### Texte fourni:
★ ★ ★ ★ ★

Une telle solution ne se conformerait toujours pas au droit de l'Union, l'UPC étant une convention internationale externe au droit de l'UE. Ceci a été anticipé par l'Institut Max Planck Institute pour le droit de la propriété intellectuelle et de la concurrence dans une sévère critique du projet de brevet unitaire :

Le brevet européen à effet unitaire se divise en différents niveaux de droit international, de droit de l’UE et de droit national. L’effet combiné entre ces niveau est incertain. Entre autres exemples, la portée de la primauté du droit de l’UE vis‑à‑vis de la CBE ou le rôle du droit national vis‑à‑vis du règlement sur le brevet unitaire. La complexité serait même renforcée si la matérialité de la protection devait devenir dissimulée par un système de références juridiques en remplacement des articles 6 à 8 du règlement sur le brevet unitaire, comme cela est actuellement discuté en tant que formule de compromis.

Le professeur Hanns Ullrich, de l'Institut Max-Planck, en donne une explication :

Le premier paragraphe de l'article 118 TFUE autorise le Parlement européen et le Conseil a établir, selon la procédure législative ordinaire, les mesures relatives à la création de titres européens de propriété intellectuelle dans le cadre de l'établissement ou du fonctionnement du marché intérieur. En tant que compétence ayant été spécifiquement attribuée à l'Union, de surcroît à sa compétence d'harmonisation des législations [nationales] (article 114 TFUE), elle obéit à l'objectif particulier de faire progresser l'intégration du marché intérieur, que le législateur de l'Union ne peut pas simplement déléguer à un accord international consensuel entre (ni aux modifications ultérieurs des) États membres. Une telle délégation aurait pour effet de miner à la fois les règles institutionnelles [Non seulement le parlement n'aurait rien à dire, ni maintenant, ni ultérieurement lors d'une révision éventuelle de l'accord UPC, mais les règles sur la majorité (paragraphe 3 de l'article 16 TUE; articles 238 et 294 TFUE) seraient remplacées par un consensus à la fois entre les États membres et leurs parlements.] et l'autonomie politique de l'Union.

★ ★ ★ ★ ★

[Entrées de pointage et d'étiquetage]
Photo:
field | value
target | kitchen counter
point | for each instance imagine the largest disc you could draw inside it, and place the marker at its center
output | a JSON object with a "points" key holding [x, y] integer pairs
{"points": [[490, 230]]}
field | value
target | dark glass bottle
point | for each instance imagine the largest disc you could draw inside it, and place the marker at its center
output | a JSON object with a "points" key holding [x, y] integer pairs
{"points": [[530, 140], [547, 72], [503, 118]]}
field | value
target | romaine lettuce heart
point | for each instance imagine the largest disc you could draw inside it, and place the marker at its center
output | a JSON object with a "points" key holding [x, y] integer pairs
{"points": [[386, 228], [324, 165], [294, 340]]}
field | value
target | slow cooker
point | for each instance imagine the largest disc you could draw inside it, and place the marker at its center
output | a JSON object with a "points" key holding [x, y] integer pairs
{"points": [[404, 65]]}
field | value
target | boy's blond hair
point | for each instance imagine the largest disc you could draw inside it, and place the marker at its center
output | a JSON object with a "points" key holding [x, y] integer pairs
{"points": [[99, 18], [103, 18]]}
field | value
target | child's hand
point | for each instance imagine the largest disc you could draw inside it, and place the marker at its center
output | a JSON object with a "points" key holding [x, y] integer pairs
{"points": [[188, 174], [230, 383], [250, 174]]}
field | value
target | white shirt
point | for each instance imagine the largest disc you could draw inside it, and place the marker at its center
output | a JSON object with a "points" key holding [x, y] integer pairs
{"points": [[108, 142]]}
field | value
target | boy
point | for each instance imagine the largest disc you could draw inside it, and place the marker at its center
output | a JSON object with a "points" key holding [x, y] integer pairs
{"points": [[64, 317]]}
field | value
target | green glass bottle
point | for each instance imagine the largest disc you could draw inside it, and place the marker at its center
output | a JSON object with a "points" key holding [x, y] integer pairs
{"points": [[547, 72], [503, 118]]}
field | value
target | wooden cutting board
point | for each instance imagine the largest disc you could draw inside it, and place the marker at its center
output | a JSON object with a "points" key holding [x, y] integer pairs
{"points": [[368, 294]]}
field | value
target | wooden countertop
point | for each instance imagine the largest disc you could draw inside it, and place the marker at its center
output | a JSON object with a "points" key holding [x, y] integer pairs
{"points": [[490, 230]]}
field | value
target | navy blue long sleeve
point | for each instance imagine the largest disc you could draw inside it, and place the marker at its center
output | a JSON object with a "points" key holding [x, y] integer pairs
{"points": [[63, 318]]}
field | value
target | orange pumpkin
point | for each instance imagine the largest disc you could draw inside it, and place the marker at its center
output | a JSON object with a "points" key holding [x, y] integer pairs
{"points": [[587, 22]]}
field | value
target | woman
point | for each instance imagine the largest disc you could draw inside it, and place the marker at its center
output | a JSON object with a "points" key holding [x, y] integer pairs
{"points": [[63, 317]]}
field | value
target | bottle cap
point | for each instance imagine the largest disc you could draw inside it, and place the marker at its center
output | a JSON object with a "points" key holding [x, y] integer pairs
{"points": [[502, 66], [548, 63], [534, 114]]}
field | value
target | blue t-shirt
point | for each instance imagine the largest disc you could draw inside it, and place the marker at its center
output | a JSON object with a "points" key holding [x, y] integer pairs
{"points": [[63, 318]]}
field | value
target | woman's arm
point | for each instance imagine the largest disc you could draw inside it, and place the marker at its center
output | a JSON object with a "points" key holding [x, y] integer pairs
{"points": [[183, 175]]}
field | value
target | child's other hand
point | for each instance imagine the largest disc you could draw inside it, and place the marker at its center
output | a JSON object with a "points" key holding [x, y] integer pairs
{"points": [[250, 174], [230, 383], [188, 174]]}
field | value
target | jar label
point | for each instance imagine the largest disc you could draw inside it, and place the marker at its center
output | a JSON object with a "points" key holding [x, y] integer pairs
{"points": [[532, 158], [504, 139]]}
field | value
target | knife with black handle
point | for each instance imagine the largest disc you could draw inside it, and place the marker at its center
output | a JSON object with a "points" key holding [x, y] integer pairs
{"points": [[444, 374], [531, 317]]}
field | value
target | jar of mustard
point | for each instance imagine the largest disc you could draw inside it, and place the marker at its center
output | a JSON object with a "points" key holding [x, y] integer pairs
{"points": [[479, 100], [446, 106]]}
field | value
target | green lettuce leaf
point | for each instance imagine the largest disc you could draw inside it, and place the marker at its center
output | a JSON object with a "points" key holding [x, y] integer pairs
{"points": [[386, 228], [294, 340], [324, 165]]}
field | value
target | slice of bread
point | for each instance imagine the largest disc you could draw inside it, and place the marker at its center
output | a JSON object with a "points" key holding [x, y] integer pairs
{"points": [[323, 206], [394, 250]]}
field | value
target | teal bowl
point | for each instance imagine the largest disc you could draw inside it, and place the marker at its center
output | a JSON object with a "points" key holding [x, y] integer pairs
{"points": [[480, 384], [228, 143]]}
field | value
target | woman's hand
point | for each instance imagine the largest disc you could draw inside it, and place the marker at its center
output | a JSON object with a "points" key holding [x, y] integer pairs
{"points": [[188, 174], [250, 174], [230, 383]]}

★ ★ ★ ★ ★

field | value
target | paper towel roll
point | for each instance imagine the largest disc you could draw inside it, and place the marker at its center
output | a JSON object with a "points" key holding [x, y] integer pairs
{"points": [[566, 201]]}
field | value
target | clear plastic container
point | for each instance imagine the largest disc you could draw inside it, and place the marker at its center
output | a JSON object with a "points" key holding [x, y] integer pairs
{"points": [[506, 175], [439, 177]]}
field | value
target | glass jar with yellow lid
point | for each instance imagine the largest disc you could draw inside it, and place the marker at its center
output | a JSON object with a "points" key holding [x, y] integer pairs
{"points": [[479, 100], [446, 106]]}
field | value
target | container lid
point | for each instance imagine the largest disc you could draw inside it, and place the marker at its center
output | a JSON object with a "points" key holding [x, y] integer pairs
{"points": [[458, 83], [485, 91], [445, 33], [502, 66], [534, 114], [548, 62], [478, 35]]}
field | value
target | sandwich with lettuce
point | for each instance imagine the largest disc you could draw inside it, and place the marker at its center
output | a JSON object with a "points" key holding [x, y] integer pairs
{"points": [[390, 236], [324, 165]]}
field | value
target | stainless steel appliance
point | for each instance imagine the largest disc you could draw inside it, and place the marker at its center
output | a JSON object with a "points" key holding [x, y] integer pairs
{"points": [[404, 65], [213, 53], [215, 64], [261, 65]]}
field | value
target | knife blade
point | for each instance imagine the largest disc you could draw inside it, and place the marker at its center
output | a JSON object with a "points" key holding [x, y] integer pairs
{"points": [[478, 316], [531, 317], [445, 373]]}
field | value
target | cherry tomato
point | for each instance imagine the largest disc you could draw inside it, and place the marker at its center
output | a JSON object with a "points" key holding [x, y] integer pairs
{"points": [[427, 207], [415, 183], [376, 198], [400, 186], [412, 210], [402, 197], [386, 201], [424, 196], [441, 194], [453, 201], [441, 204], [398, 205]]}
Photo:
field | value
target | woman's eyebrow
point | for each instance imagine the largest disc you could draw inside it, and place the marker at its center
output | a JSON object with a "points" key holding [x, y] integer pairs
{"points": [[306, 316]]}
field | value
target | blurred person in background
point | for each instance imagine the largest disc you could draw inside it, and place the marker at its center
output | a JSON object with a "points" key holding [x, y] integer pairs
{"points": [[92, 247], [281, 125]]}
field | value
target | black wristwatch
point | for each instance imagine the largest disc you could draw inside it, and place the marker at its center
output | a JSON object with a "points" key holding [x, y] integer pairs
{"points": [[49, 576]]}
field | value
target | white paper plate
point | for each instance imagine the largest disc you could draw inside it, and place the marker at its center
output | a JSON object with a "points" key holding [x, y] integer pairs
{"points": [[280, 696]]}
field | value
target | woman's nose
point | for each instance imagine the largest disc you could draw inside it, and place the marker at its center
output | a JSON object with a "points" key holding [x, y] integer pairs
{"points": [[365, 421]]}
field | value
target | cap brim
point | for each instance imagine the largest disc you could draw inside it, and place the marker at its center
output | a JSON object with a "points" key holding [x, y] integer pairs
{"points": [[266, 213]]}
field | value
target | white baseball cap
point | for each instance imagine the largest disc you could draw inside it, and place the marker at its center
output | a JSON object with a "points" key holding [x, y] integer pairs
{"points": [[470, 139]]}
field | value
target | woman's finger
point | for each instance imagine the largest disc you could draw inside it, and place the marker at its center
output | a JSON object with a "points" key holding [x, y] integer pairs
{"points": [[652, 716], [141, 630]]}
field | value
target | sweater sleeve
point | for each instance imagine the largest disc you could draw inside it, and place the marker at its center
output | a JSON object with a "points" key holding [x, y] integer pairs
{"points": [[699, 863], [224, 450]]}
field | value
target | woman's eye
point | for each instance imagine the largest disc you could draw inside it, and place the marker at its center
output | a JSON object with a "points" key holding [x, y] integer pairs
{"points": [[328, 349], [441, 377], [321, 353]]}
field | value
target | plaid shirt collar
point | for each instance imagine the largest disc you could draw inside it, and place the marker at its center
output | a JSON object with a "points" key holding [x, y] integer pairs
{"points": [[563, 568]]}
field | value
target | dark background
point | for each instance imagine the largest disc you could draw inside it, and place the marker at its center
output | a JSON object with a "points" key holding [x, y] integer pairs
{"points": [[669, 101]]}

★ ★ ★ ★ ★

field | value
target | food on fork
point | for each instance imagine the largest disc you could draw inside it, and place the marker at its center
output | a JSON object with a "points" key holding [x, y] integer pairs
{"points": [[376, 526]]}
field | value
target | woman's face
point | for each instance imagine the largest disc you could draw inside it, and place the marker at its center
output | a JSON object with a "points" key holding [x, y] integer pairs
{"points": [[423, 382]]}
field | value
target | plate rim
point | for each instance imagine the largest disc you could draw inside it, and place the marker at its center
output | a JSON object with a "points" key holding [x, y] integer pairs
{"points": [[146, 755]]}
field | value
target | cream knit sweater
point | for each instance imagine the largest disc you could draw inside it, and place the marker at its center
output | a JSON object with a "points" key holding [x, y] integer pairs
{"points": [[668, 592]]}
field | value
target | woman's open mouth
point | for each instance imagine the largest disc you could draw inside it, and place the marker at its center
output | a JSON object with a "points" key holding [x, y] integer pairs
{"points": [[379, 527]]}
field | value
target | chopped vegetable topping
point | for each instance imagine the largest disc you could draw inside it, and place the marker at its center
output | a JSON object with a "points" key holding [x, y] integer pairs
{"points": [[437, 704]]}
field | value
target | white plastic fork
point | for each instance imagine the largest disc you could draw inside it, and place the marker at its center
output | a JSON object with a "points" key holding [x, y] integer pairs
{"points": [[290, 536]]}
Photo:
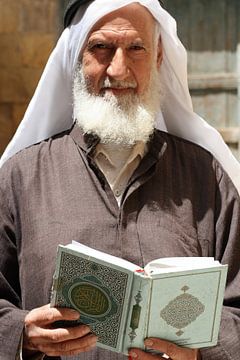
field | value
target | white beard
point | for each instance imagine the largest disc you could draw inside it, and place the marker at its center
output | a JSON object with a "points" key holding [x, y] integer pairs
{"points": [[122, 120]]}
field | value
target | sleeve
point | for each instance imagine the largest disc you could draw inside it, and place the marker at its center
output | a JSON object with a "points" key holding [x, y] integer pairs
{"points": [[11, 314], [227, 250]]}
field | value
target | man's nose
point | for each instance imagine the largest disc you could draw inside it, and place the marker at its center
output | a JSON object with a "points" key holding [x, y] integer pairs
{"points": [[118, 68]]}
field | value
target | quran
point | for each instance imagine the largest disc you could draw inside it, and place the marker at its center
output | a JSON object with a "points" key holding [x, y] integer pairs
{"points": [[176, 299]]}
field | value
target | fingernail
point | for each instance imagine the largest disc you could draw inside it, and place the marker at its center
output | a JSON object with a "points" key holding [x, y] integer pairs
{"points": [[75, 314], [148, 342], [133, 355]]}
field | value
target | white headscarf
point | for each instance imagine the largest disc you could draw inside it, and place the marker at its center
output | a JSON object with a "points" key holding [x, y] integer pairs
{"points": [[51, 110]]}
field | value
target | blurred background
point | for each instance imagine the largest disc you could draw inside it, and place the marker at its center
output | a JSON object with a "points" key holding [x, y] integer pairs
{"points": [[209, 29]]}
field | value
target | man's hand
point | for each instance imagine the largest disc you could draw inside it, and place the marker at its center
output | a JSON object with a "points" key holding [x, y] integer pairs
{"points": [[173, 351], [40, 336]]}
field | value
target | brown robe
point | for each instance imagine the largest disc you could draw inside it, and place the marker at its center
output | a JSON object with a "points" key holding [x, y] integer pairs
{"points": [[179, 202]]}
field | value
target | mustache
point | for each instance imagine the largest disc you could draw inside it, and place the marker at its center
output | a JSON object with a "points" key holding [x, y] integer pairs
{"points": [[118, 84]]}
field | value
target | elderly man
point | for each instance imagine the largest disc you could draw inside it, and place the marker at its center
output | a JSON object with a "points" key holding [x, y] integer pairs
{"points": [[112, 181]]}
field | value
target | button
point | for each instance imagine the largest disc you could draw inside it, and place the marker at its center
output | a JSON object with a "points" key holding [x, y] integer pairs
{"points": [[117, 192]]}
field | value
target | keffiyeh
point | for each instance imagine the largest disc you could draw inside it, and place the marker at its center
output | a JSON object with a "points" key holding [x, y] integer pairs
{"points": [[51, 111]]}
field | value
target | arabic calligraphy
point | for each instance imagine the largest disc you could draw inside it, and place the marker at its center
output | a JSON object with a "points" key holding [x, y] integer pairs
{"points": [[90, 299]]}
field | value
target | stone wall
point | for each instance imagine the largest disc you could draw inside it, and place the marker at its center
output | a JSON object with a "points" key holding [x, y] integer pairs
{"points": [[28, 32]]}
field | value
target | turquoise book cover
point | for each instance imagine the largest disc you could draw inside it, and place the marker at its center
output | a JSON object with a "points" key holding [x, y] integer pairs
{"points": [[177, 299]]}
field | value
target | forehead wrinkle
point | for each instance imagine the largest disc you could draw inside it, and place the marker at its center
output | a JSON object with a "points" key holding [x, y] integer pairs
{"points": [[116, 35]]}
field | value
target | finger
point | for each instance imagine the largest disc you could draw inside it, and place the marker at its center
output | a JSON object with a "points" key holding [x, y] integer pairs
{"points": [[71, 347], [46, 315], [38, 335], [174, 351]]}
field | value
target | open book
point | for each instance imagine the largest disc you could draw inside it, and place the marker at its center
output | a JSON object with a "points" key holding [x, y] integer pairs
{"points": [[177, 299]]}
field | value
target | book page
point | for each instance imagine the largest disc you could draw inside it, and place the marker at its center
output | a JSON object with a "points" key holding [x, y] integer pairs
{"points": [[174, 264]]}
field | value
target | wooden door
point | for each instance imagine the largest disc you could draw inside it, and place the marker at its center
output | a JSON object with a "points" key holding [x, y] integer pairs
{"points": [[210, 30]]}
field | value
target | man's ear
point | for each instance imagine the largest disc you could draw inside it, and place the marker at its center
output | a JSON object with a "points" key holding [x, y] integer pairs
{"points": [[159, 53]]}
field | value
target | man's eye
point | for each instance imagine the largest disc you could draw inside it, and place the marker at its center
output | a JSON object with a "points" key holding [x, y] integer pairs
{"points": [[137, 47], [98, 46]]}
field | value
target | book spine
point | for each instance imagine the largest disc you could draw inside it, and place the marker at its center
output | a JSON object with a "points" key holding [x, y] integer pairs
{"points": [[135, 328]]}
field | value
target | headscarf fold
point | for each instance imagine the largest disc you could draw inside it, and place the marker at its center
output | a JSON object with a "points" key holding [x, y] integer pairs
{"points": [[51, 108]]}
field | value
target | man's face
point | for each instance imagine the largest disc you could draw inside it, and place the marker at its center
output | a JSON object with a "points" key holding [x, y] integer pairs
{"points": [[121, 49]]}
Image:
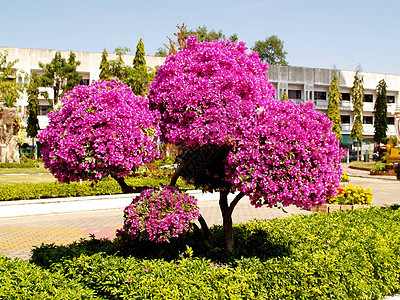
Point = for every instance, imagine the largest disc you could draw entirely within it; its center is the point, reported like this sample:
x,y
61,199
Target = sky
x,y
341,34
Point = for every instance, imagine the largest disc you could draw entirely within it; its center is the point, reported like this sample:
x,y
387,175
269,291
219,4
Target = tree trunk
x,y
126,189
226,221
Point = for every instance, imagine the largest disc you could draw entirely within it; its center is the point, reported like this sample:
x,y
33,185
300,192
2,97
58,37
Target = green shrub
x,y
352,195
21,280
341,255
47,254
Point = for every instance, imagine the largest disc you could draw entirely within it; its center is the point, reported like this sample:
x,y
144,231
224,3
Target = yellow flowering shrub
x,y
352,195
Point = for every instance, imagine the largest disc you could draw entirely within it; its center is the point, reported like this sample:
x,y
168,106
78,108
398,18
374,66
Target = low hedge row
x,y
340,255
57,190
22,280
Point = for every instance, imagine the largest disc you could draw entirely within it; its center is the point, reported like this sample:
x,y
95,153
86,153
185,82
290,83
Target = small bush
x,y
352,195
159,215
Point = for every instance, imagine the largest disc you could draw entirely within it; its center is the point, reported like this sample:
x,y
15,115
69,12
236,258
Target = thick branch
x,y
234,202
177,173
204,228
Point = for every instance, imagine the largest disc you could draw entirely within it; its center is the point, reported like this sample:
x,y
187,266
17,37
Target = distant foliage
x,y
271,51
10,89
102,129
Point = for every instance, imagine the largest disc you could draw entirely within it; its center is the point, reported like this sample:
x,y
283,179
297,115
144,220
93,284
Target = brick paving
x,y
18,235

★ ★ ★ ★ ★

### Série de tâches:
1. Pour chacune des affirmations (a), (b) et (c), indiquez si elle concorde avec le texte sur le brevet unitaire, en répondant par oui ou non et en citant les mots décisifs du texte. (a) L'UPC est une convention internationale extérieure au droit de l'Union. (b) L'article 118 TFUE prévoit une procédure législative spéciale pour créer les titres européens de propriété intellectuelle. (c) L'interaction entre les différents niveaux de droit du brevet européen à effet unitaire est clairement établie.
2. Poursuivez le texte sur le brevet unitaire à partir de sa dernière phrase.
Les entrées forment un matériau à part, sans lien avec le texte sur le brevet unitaire.

### Réponses:
1.
(a) Oui : « l'UPC étant une convention internationale externe au droit de l'UE ».
(b) Non : « selon la procédure législative ordinaire ».
(c) Non : « L’effet combiné entre ces niveau est incertain. »

2.
À côté de ces sérieux problèmes sur le font d'un tel compromis potentiel, la manière dont il est proposé soulève des inquiétudes tant pour les citoyens que pour les entreprises. En effet, la hâte et le secret entourant cette négociation amplifie les doutes quant à sa viabilité. Le document du Conseil n'est pas accessible au public. Rien n'a été publié par le Parlement européen jusqu'au jeudi 15 novembre, avec l'annonce de la réunion extraordinaire de JURI, alors que le seul jour travaillé restant entre la publication de l'ordre du jour et la tenue de cette réunion est un jour notoirement calme au Parlement européen — généralement désert le vendredi.

La seule déclaration publique qu'un compromis était sur le point d'être discuté au Parlement européen a été faite par le président de la commission JURI, le conservateur allemand Klaus-Heiner Lehne, au cours d'une intervention dans une conférence organisée par le cabinet d'avocats Taylor Wessing – dont Lehne est également un associé salarié. Ainsi que le rapporte un site d'avocats en brevets, Lehne a déclaré :

Il semble que les conseillers juridiques du Parlement ont donné un « feu vert » à cette proposition et ont confirmé que les exigences du droit européen avaient été remplies. M. Lehne avait bon espoir que le « problème soit résolu » à la fin du mois et qu'il irait devant le Parlement avant la trêve de Noël.

C'est d'autant plus inquiétant qu'à notre connaissance les députés de la commission JURI n'ont pas été informés que le service juridique du Parlement européen avait été saisi, et encore moins du contenu de cette saisine.

En outre, il est rapporté que :

M. Lehne a répété qu'il n'y avait aucune chance à ce stade de changer grand chose dans les deux règlements ou dans l'accord international.

Un tel déni flagrant du droit d'amendement du Parlement serait scandaleux, mais ne serait hélas pas tellement différent des instructions données aux membres de JURI lors de leur premier vote sur le brevet unitaire, en décembre 2011.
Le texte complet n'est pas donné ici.